§ **Given information**
★ ★ ★ ★ ★
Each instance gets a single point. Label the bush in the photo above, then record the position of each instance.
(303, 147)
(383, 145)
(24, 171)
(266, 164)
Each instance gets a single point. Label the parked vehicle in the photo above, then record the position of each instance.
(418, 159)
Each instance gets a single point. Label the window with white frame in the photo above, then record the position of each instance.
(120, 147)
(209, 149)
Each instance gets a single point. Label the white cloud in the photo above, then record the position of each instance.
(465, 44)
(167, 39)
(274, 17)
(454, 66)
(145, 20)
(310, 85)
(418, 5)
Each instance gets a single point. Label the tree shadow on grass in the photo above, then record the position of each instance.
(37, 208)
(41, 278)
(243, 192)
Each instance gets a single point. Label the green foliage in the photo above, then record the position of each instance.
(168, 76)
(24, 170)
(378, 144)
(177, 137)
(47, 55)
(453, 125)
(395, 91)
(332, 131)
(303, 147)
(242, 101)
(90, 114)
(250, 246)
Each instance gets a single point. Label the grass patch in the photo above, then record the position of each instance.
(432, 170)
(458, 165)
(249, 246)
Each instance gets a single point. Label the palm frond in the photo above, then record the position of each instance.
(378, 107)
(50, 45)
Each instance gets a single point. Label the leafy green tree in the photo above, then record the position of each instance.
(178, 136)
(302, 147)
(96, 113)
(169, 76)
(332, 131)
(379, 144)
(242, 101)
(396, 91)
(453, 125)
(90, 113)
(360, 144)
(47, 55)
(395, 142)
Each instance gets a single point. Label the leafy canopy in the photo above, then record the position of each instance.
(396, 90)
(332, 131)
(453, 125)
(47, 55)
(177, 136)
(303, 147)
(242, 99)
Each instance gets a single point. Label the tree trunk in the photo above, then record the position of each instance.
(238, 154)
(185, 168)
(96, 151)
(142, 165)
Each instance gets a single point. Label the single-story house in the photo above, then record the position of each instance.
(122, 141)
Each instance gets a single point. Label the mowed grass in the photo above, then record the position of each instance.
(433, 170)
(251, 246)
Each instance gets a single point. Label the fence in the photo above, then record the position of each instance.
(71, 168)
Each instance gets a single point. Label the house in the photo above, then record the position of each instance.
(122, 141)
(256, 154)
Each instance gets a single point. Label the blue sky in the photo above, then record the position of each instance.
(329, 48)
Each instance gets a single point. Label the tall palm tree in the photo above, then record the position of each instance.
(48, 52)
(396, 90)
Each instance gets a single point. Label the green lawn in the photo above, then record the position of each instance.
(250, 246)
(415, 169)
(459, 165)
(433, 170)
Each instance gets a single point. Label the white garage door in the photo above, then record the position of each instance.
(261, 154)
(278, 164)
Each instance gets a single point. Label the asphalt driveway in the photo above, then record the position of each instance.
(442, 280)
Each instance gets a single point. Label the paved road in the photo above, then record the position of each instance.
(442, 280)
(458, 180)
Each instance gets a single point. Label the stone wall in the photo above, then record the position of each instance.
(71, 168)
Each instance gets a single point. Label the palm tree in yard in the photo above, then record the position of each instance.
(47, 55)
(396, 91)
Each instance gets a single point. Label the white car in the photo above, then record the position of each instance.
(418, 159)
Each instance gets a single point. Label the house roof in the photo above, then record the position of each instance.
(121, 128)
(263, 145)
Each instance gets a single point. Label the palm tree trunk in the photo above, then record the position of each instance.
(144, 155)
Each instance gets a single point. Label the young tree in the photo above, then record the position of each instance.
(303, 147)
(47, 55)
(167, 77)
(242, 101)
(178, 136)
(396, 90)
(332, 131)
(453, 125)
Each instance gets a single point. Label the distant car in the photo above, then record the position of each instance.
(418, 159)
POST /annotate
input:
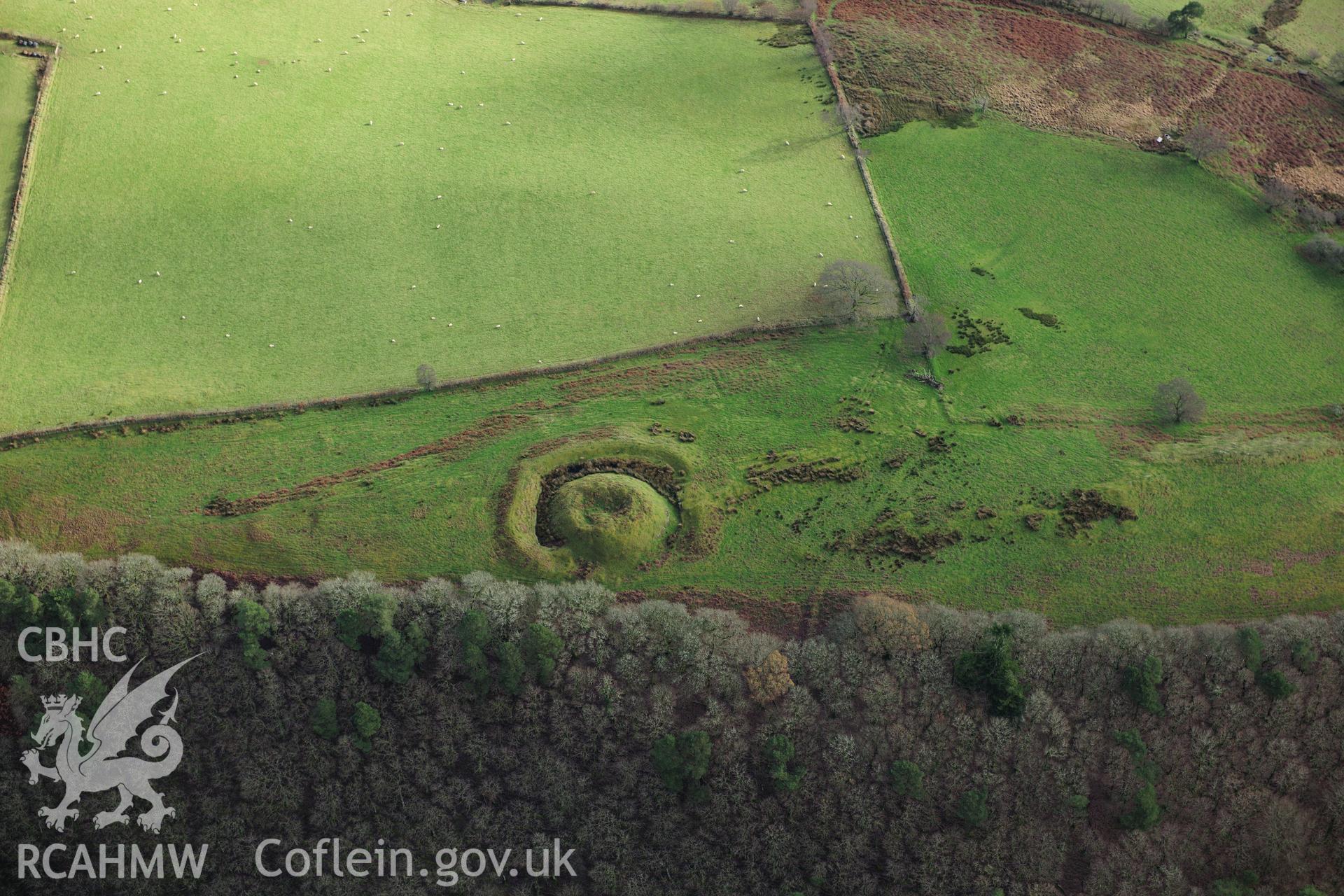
★ ★ ★ ★ ★
§ **Prompt**
Please pull out each line of the listing above that contains the word "grass" and copy those lines over unchanged, in their original order.

§ **Result below**
Each instance gets a single point. Label the tree shadow on grass in the photo above, then record the position of each instance.
Each instance gets a single point. Label the grass patch in the photo above, then record the position of each instance.
Each instance gets a single point. Label the mowed grass in the photo above, then record the position of each instance.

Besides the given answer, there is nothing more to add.